## WHAT IS ASKED
Rewrite all of the items below in full, requests included, and shift every x and y coordinate in the answers by adding 78 to it. Leave the wording of the requests unchanged.

## DATA FOR PROCESSING
━━━
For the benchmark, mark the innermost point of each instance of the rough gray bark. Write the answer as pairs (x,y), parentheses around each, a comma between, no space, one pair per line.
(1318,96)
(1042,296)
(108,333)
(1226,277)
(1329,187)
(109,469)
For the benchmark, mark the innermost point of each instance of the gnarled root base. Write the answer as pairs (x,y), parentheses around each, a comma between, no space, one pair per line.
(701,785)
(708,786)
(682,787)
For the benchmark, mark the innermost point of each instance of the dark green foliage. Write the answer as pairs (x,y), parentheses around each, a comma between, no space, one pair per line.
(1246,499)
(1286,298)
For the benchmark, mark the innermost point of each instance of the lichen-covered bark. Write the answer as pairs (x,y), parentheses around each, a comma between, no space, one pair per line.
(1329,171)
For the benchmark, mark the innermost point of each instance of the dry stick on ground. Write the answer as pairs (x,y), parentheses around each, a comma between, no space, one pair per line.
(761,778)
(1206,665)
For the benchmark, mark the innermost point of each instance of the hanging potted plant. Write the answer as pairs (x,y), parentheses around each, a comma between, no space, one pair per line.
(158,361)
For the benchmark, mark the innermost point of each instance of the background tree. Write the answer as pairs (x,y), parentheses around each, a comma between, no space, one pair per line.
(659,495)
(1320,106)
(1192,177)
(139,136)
━━━
## CORRECT RESULT
For the benchmark, mark the innermost point of each instance of the rough gray bark. Write the answer as pairs (x,y), parentheses around each, a comma between, no space, one pair per line.
(1396,174)
(1120,374)
(186,411)
(1304,355)
(1407,265)
(187,547)
For the benchmark, mark the innermost point of each instance of the gnarled root base. Write the answer as pairs (x,y), parentheses around each, a comma between, no space, one pair per line.
(779,863)
(786,864)
(760,865)
For the benchmark, mark the innermost point of each instance of the dark green foliage. Write the answer as pairs (x,y), parentheses around each, a comma between, no space, one pair per line.
(1324,577)
(1364,376)
For the benchmark, mark the innermost point of each instance of the lichen-covered bark. Write the answer as pairs (x,y), parentheses around each, a comma between, no space, one pair per line.
(1407,249)
For the benchmark, mark the innermost point of each instance of the dry stick on ground. Write the answer as pairs (x,y), parentheses around each, a comma between, no space, one pair per line.
(839,856)
(1284,743)
For the benchmark, mark the innermost point of each instance of the hanging potted plant. Write the answer as pairs (x,y), parentheses around each, a comma between, no space, one pair per line.
(236,439)
For the benchmark, mark the innermost point of each instance of the background tree. Write the answer as pairs (x,y), parentheses around each, a comma between, no space, one pair per line.
(737,573)
(1398,184)
(1270,255)
(217,214)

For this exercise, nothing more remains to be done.